Begin TEXT TO READ

No, you want all deposit-taking institutions to borrow from the CB. In fact, you'd prefer for them to depend on borrowing from the CB - because then you have a solid grip on their balls.

- Jake

Friends come and go. Enemies accumulate.

by JakeS (JangoSierra 'at' gmail 'dot' com) on Sat Nov 27th, 2010 at 06:38:21 PM EST
[ Parent ]
Indeed. One of the ideas I got from reading Minsky's Stabilizing an Unstable Economy was that monetarist central banking, which focuses mostly on setting the base interest rate and uses open-market operations for liquidity, misuses its tools.

Minksy argues that liquidity should be provided through the discount window - essentially through repos. Accessing liquidity through the discount window requires the banks to post collateral, which allows the central bank, at a discount, to get a peek into the bank's balance sheet. The discount can be as punitive as the central bank sees fit, depending on the asset.

Open market operations, on the other hand, should properly be used for market-making of last resort.

In my opinion, it was a mistake on the part of the European Central Bank to have set a lower bound on the credit rating of assets they would accept as collateral at the discount window. When you say a certain credit rating will not be accepted as collateral at any discount however steep, you're setting up a trigger for massive sell-offs in the event of a credit downgrade, as well as causing increased volatility as the asset approaches the limit from above. That is a recipe for financial instability, and financial stability is one of the key responsibilities of any modern Central Bank.

In particular, the ECB should always have been willing to take Greek debt as collateral, albeit at a sliding discount which could have been set as steep as deemed fit. In fact this discount would have acted as a soft floor on secondary market prices without the need to intervene in the market directly through open market operations, contributing to market-making of last resort. This would have been especially useful given that open market operations in the sovereign debt markets were (tendentiously, wrongly, ideologically) constitutionally controversial. Instead, the Central Bank had set a hard threshold below which Euro sovereign debt would not be accepted as repo collateral at any discount and it was forced by the market to make a specific exception for Greek debt.

End TEXT TO READ
Begin MATERIAL SHOWN

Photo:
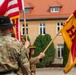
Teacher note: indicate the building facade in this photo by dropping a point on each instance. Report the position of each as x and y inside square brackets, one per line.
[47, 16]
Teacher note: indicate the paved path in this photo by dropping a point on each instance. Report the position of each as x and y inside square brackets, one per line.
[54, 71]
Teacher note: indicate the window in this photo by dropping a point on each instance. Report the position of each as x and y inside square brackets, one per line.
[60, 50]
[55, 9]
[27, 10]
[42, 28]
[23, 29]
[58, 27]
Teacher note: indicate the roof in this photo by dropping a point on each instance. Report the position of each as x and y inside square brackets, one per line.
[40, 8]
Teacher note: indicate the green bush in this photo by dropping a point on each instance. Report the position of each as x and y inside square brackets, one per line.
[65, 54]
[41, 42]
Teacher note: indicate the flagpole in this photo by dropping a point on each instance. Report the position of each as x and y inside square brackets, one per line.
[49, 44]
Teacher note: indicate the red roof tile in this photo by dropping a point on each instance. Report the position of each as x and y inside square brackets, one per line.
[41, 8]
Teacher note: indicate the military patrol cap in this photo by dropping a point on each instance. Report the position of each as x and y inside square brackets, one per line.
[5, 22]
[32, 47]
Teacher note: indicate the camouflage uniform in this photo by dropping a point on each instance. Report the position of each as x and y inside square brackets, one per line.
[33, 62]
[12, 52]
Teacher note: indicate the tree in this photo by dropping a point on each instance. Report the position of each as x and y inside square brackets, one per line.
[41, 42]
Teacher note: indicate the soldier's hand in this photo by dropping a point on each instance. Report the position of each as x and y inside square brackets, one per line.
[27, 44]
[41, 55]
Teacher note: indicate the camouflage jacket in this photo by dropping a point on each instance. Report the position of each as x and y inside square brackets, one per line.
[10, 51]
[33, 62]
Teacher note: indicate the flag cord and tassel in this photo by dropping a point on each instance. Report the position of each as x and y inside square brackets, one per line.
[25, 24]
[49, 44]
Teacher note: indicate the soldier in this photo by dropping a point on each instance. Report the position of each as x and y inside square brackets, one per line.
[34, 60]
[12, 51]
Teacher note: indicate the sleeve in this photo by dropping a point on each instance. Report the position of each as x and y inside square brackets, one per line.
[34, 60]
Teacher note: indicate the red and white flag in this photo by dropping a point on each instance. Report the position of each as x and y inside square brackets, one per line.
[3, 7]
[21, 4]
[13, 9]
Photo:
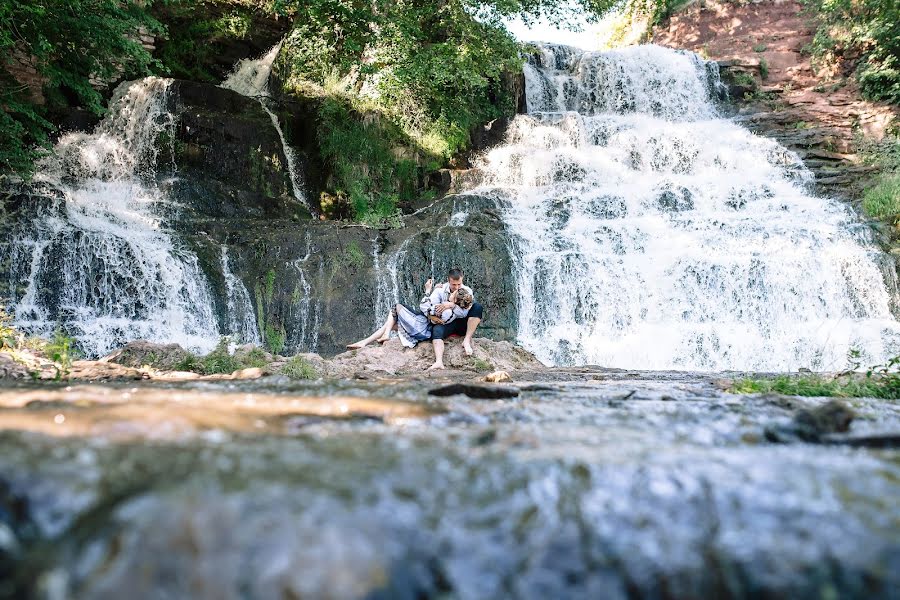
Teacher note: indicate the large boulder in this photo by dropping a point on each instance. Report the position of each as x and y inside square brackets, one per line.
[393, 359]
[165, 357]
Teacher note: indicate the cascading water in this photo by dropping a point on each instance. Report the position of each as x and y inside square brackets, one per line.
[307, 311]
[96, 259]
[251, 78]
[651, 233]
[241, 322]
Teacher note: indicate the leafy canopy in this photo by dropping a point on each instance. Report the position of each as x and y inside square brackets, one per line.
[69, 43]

End MATERIAL SHOWN

[WHAT TO WORK ON]:
a) Can you restate the paragraph of the central banking text that begins "In my opinion, it was a mistake" more briefly while keeping its main facts?
b) Reproduce the central banking text word for word, starting at "Friends come and" and ending at "for market-making of last resort.".

[COMPLETE ANSWERS]:
a) The European Central Bank erred by setting a minimum credit rating for assets it would accept as collateral at the discount window. Refusing assets below that rating at any discount, however steep, sets off massive sell-offs after a downgrade and adds volatility as an asset nears the limit from above. This breeds financial instability, yet financial stability is a key responsibility of any modern central bank.

b)
Friends come and go. Enemies accumulate.

by JakeS (JangoSierra 'at' gmail 'dot' com) on Sat Nov 27th, 2010 at 06:38:21 PM EST
[ Parent ]
Indeed. One of the ideas I got from reading Minsky's Stabilizing an Unstable Economy was that monetarist central banking, which focuses mostly on setting the base interest rate and uses open-market operations for liquidity, misuses its tools.

Minksy argues that liquidity should be provided through the discount window - essentially through repos. Accessing liquidity through the discount window requires the banks to post collateral, which allows the central bank, at a discount, to get a peek into the bank's balance sheet. The discount can be as punitive as the central bank sees fit, depending on the asset.

Open market operations, on the other hand, should properly be used for market-making of last resort.